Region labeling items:

◆ ◆ ◆ ◆

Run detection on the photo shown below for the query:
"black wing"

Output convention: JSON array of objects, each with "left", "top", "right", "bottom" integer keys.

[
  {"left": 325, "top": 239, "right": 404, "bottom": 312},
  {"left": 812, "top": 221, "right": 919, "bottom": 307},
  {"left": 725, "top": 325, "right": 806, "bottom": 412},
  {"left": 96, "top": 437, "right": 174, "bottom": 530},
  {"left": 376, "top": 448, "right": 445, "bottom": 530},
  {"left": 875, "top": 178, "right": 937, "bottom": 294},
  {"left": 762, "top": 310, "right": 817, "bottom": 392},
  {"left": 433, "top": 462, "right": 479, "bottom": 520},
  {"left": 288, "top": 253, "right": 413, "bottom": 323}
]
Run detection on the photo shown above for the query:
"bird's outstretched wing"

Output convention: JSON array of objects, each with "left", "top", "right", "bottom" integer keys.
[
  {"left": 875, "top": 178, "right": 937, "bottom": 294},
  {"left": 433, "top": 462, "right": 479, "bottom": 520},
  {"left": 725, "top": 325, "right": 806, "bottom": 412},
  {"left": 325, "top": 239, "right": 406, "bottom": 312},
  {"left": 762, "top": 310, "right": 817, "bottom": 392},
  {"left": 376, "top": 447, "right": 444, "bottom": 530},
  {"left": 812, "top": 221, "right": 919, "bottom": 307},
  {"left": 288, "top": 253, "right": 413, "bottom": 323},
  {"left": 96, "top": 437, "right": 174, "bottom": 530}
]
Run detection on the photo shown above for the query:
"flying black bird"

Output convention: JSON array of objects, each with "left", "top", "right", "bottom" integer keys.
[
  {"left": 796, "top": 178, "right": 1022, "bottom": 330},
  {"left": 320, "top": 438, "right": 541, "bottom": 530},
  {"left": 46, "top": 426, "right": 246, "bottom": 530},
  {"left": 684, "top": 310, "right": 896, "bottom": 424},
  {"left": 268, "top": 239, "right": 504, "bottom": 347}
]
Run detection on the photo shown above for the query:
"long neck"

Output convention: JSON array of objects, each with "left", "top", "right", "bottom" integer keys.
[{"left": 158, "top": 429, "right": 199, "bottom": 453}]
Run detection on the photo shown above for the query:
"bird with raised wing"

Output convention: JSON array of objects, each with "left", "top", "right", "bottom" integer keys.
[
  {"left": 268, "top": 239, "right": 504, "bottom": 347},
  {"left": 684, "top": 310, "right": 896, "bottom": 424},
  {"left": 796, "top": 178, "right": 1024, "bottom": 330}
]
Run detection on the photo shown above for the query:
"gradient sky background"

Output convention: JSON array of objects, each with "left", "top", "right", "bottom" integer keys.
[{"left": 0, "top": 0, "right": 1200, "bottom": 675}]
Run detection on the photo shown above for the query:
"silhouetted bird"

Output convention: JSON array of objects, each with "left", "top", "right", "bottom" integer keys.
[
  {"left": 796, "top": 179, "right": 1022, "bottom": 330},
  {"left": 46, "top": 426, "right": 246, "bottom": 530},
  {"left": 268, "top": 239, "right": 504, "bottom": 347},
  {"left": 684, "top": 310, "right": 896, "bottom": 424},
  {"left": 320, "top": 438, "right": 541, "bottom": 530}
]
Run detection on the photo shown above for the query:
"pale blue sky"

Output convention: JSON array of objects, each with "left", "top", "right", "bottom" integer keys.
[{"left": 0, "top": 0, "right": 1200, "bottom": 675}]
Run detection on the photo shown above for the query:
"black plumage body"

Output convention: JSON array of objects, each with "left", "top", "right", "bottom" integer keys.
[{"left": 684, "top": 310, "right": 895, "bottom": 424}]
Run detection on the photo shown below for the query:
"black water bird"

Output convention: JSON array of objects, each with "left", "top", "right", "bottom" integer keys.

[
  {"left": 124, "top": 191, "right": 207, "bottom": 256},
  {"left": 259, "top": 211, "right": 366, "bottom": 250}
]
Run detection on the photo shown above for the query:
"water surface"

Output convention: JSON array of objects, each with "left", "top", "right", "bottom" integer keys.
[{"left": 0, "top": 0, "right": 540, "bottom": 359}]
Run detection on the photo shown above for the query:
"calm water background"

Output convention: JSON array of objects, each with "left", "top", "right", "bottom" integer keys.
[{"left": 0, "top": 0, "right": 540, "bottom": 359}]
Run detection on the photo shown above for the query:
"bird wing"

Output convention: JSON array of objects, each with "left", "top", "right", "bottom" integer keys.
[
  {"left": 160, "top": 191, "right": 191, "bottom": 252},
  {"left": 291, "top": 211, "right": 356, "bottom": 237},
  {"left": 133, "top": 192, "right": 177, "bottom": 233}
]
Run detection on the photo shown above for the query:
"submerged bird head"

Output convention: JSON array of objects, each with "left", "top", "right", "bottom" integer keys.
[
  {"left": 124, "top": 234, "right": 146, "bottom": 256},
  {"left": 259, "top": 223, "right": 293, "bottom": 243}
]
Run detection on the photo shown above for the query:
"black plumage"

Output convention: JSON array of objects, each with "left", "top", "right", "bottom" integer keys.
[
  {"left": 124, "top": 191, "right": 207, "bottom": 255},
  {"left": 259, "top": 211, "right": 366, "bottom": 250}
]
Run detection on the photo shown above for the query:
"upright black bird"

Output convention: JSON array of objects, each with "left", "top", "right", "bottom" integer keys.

◆ ◆ ◆ ◆

EXERCISE AIM:
Pick out every line of the items above that contains the word "background" and copy each such line in full. Treat the match as case-sensitive.

RESULT OF THE EXERCISE:
"gradient sky background"
"calm water background"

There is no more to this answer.